What you return must match the records word for word, except that images are dropped.

Stored items
-----

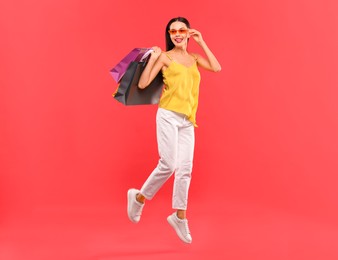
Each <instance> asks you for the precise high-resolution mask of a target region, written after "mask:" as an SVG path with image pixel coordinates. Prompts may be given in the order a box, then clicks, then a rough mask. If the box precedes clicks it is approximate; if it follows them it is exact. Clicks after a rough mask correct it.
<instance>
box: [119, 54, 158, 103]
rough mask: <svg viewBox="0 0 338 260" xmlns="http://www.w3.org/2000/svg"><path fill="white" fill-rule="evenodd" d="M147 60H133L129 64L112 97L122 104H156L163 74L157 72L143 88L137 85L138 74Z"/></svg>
mask: <svg viewBox="0 0 338 260" xmlns="http://www.w3.org/2000/svg"><path fill="white" fill-rule="evenodd" d="M146 65H147V60H143V61H133V62H131V63H130V64H129V66H128V68H127V70H126V72H125V74H124V76H123V77H122V79H121V81H120V83H119V85H118V88H117V90H116V92H115V93H114V94H113V97H114V98H115V99H116V100H117V101H119V102H121V103H122V104H124V105H127V106H129V105H146V104H157V103H158V102H159V101H160V97H161V94H162V90H163V76H162V72H159V73H158V74H157V76H156V77H155V79H154V80H153V81H152V82H151V83H150V85H149V86H148V87H146V88H144V89H140V88H139V87H138V81H139V79H140V76H141V74H142V72H143V70H144V68H145V66H146Z"/></svg>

-----

◆ OUTPUT ◆
Each <instance> asks you for the precise high-resolution mask of a target region, written after "mask:" as an SVG path with image pixel coordinates. Prompts may be given in the order a box, then clicks, then a rough mask. If the box precedes clicks it is approximate; if it follows them it is exact. Clicks after a rough mask correct it.
<instance>
box: [119, 54, 158, 103]
rough mask: <svg viewBox="0 0 338 260" xmlns="http://www.w3.org/2000/svg"><path fill="white" fill-rule="evenodd" d="M147 60H133L129 64L112 97L122 104H156L163 74L157 72L143 88L137 85L138 74Z"/></svg>
mask: <svg viewBox="0 0 338 260" xmlns="http://www.w3.org/2000/svg"><path fill="white" fill-rule="evenodd" d="M146 65H147V60H143V61H133V62H131V63H130V64H129V66H128V68H127V70H126V72H125V74H124V76H123V77H122V79H121V81H120V83H119V85H118V88H117V90H116V92H115V93H114V94H113V97H114V98H115V99H116V100H117V101H119V102H121V103H122V104H124V105H127V106H129V105H146V104H157V103H158V102H159V101H160V97H161V94H162V90H163V76H162V72H159V73H158V74H157V76H156V77H155V79H154V80H153V81H152V82H151V83H150V85H149V86H148V87H146V88H144V89H140V88H139V87H138V81H139V79H140V76H141V74H142V72H143V70H144V68H145V66H146Z"/></svg>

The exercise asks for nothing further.